Set of tasks
[1] In the Valentine's Day piece, what does the quoted definition say a soulmate brings when you are around them?
[2] Carry on the Valentine's Day piece about soulmates, starting after its final sentence.

Page
What do you think about when you consider Valentine’s Day? Frilly Valentine cards? Flowers? Dark chocolates in a heart-shaped box? Finding your soulmate and living happily ever after?
Especially if you’re single, you may feel discouraged on this most romantic of holidays. Valentine’s Day is truly a day for two. Two place settings for a romantic dinner. Two people sharing moonlight and roses. Two lovers sailing off into the sunset. Often, those in a relationship, married or not, seem to have found something you’re missing. Looking at two starry-eyed lovers, we can easily imagine that they’ve found their soulmates.
The Urban Dictionary defines “soulmate” as follows:
A person with whom you have an immediate connection the moment you meet—a connection so strong that you are drawn to them in a way you have never experienced before. As this connection develops over time, you experience a love so deep, strong and complex, that you begin to doubt that you have ever truly loved anyone prior. Your soulmate understands and connects with you in every way and on every level, which brings a sense of peace, calmness and happiness when you are around them….

Data segment
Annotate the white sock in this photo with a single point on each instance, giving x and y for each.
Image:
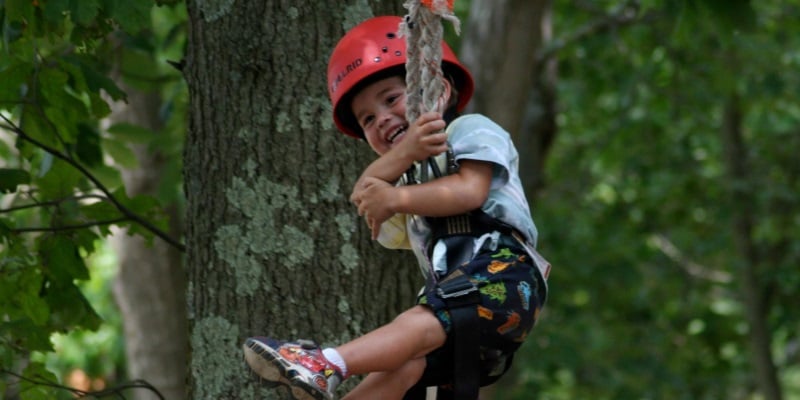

Answers in order
[1] A sense of peace, calmness and happiness.

[2]
Pete and I have been married over 35 years. If I could go back to my 24-year-old self, I’d tell me that marrying Pete was one of the best decisions of my life. But even so—was it love at first sight? Was he the first person I ever loved? Does he understand and connect with me in every way and on every level? Is he my source of peace and happiness?
No, no, no, and no. No way.
We didn’t fall in love until we’d been friends for a while. Friends, then good friends, then really good friends until, of my goodness, we should get married! He’s still my closest friend. But it didn’t happen immediately.
I’d dated other guys. Some I was head-over-heels in love with. Of course, after 35 years, I love Pete much more thoroughly than someone I only dated for a year or two. But yes, I loved someone before I met Pete.
Does he understand me? Sometimes. And sometimes he’s a guy and it’s just not something he gets. Sometimes I’m a complete mystery to him, and visa versa. Here’s an example. He’s an optimist and I’m a realist (he has another name for it). I think he’s delusional and unwilling to plan for contingencies, and he thinks I’m unnecessarily negative and depressed about something that will likely turn out great. That’s all right—I have a friend who understands that part of me, who can help me be more hopeful while still she validates my feelings.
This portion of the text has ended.